What needs to be done: Quote every line of the listing below word for word.

A data block:
####################
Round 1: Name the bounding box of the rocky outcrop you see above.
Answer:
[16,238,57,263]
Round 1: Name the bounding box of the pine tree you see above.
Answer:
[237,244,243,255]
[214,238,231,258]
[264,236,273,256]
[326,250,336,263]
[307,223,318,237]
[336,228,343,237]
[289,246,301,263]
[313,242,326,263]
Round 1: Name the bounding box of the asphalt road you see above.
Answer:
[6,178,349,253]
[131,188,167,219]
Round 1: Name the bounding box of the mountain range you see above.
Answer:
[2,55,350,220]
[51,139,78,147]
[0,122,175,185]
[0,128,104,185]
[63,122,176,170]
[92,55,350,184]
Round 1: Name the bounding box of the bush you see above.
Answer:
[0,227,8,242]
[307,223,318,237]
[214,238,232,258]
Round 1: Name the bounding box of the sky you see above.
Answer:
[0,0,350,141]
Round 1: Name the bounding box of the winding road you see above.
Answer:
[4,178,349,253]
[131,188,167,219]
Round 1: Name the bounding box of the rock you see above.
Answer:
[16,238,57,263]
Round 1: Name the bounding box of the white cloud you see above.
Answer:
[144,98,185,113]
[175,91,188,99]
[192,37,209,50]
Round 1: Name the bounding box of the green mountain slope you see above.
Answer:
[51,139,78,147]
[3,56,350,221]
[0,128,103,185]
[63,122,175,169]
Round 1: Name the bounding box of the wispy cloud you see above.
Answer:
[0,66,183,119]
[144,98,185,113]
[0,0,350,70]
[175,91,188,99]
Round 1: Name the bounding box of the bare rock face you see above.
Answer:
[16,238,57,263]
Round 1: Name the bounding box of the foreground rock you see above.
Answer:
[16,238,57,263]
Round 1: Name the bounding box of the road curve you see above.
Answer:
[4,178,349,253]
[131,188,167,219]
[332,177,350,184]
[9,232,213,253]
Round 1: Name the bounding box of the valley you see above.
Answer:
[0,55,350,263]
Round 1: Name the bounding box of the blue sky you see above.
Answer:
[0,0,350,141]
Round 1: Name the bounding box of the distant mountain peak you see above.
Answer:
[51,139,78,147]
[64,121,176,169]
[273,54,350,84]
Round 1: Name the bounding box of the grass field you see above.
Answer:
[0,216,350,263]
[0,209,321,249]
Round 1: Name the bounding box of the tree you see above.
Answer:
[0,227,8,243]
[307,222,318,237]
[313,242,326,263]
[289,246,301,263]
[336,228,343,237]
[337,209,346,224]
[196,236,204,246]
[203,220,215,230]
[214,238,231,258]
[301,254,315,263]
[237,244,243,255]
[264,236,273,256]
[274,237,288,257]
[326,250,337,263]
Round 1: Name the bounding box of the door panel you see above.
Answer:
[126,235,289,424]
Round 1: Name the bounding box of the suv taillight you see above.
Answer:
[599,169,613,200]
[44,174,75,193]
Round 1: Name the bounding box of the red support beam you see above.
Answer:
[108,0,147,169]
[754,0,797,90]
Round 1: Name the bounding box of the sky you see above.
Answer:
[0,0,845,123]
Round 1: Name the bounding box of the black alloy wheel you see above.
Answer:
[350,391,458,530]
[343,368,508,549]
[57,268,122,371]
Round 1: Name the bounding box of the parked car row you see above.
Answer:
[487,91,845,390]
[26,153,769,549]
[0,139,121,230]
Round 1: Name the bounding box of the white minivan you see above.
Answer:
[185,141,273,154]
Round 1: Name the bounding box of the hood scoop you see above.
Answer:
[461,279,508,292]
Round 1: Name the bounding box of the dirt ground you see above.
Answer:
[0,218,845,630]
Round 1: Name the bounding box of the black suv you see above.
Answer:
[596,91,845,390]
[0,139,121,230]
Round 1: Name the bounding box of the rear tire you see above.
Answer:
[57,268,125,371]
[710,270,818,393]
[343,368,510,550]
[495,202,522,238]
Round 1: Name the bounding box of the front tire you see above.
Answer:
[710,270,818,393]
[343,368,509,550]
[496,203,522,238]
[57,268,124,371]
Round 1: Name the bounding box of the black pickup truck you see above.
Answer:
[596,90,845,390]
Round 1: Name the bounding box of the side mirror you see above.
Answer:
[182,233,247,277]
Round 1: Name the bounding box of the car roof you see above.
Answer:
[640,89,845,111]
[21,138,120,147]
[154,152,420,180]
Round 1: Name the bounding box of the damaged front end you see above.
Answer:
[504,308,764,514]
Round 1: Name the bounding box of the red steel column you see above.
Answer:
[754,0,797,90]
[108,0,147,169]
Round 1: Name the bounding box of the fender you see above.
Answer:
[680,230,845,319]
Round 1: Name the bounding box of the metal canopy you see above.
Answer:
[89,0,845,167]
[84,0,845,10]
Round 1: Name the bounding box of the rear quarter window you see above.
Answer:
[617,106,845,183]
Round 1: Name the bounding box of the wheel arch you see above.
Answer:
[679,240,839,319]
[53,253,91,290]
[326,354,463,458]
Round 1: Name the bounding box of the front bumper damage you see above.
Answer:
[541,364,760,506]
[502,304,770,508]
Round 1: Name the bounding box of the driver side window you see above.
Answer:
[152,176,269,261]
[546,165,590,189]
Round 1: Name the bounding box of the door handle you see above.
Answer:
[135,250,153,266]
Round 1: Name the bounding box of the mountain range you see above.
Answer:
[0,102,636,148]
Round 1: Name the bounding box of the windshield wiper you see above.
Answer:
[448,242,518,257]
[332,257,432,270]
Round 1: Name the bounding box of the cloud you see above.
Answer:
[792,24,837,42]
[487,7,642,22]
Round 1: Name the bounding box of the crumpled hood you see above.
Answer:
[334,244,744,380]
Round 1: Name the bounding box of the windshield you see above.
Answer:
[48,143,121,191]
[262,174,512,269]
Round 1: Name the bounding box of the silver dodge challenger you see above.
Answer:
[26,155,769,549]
####################
Output of the exercise:
Round 1: Name the bounding box of the rocky outcrop you see above.
Answer:
[16,238,57,263]
Round 1: Name the bounding box of the pine tree you see above.
Answer:
[237,244,243,255]
[214,238,231,258]
[264,236,273,256]
[326,250,336,263]
[307,223,318,237]
[336,228,343,237]
[289,246,301,263]
[313,242,326,263]
Round 1: Name the bounding box of the asphalt road you see above.
Answer:
[6,178,349,253]
[131,188,167,219]
Round 1: Name the bounding box of the mountain range you see above.
Answer:
[2,55,350,220]
[51,139,78,147]
[0,122,175,185]
[0,128,104,185]
[63,122,176,170]
[92,55,350,184]
Round 1: Name the bounding box of the bush you see above.
Answer:
[0,227,8,242]
[307,223,318,237]
[214,238,232,258]
Round 1: Name the bounding box of the sky you see above.
Answer:
[0,0,350,141]
Round 1: Name the bounding box of the winding road you see above.
Answer:
[4,178,349,253]
[131,188,167,219]
Round 1: Name the bounding box of the rock you see above.
Answer:
[16,238,57,263]
Round 1: Name the bounding box of the white cloud you see above.
Answer:
[144,98,185,113]
[175,91,188,99]
[192,37,209,50]
Round 1: Name the bounding box of the green mountain slope you see above.
Answer:
[51,139,78,147]
[3,56,350,221]
[0,128,103,185]
[63,122,175,169]
Round 1: Name the bounding box of the wispy cloud you see above.
Answer:
[0,66,183,119]
[144,98,185,113]
[0,0,350,70]
[175,91,188,99]
Round 1: Name the bounding box of the bare rock face you see above.
Answer:
[16,238,57,263]
Round 1: Name the bounding box of the foreground rock you see above.
Answer:
[16,238,57,263]
Round 1: Name the bounding box of the road curve you see above.
Answer:
[4,178,349,253]
[131,188,167,219]
[332,177,350,184]
[9,232,213,253]
Round 1: Name the bounding box of the valley you see above.
Answer:
[0,55,350,263]
Round 1: Name the bounding box of the blue sky you see above.
Answer:
[0,0,350,141]
Round 1: Name the bounding box of the distant mountain peak you see above.
Answer:
[51,139,78,147]
[64,121,176,169]
[273,54,350,84]
Round 1: Name the bounding box of the grass field you see above.
Answer:
[0,216,350,263]
[0,209,321,249]
Round 1: Name the bounding box of the tree you see above.
Answer:
[0,227,8,243]
[307,222,318,237]
[313,242,326,263]
[289,246,301,263]
[336,228,343,237]
[337,209,346,224]
[196,236,204,246]
[203,220,215,230]
[214,238,231,258]
[301,254,315,263]
[237,244,243,255]
[264,236,273,256]
[274,237,288,257]
[326,250,337,263]
Round 1: Name the bounding box of the door panel you see above.
Answer:
[126,235,289,424]
Round 1: Name the bounding box of the suv taillight you see above.
Answer:
[599,169,613,200]
[44,174,75,193]
Round 1: Name the bounding box of the red support beam you see above.
Answer:
[108,0,147,169]
[754,0,797,90]
Round 1: Name the bounding box of the sky you see above.
Answer:
[0,0,845,123]
Round 1: Name the bounding box of the black alloy wheel you see above.
Answer:
[350,391,458,530]
[343,368,508,549]
[57,268,122,371]
Round 1: Name the bounding box of the parked car row you see above.
Answer:
[487,91,845,390]
[26,153,769,549]
[0,139,121,230]
Round 1: Name the bounding box of the white minivan you see above.
Answer:
[185,141,273,154]
Round 1: Name the bounding box of the hood scoop you see above.
Answer:
[461,279,508,292]
Round 1: Name the bounding box of the dirt ground you see above.
Answer:
[0,218,845,630]
Round 1: Name the bounding box of the black suv you see above.
Answer:
[596,91,845,390]
[0,139,121,230]
Round 1: Name the bounding box of the rear tire you see above.
Answer:
[57,268,125,371]
[710,270,818,393]
[343,368,510,550]
[495,202,522,238]
Round 1: Name the bounding box of the front tire you see above.
Answer:
[710,270,818,393]
[343,368,509,550]
[496,203,522,238]
[57,268,124,371]
Round 1: Name the bounding box of the black pickup truck you see above.
Answer:
[596,90,845,390]
Round 1: Name the bounding box of the side mirror you see above.
Answer:
[182,233,247,277]
Round 1: Name the bounding box of the car roof you see above.
Answer:
[640,89,845,111]
[21,138,120,147]
[154,152,420,180]
Round 1: Name the bounding box of the damaged front end you see above.
Answer:
[504,308,764,514]
Round 1: Name the bounding box of the red steel column you see above.
Answer:
[754,0,797,90]
[108,0,147,169]
Round 1: Name the bounding box of the fender you see above.
Answer:
[680,230,845,319]
Round 1: Name the bounding box of the metal canopy you see above.
Answer:
[89,0,845,167]
[84,0,845,10]
Round 1: Name the bounding box of the rear quarter window you see above.
Answer:
[617,106,845,183]
Round 1: Name the bounding box of the wheel arch you see above.
Answer:
[679,240,839,319]
[53,253,91,290]
[326,354,463,458]
Round 1: Name the bounding box of the front bumper damage you see above.
Answer:
[541,364,760,506]
[502,304,770,508]
Round 1: Name the bounding box of the driver side window you see above.
Answer:
[152,176,269,261]
[546,165,590,189]
Round 1: Name the bounding box of the door handle you see above.
Answer:
[135,250,153,266]
Round 1: Name the bounding box of the mountain range you see above.
Answer:
[0,102,636,148]
Round 1: Name the bounding box of the windshield wiper you see above.
Answer:
[448,242,518,257]
[332,257,432,270]
Round 1: Name the bounding box of the cloud you see above.
Answer:
[792,24,837,42]
[487,7,642,22]
Round 1: Name the bounding box of the crumpled hood you see above.
Answer:
[334,244,744,380]
Round 1: Name the bounding box of the windshield you see above.
Answer:
[48,143,121,191]
[262,174,512,269]
Round 1: Name the bounding box of the silver dodge challenger you see above.
Answer:
[26,155,769,549]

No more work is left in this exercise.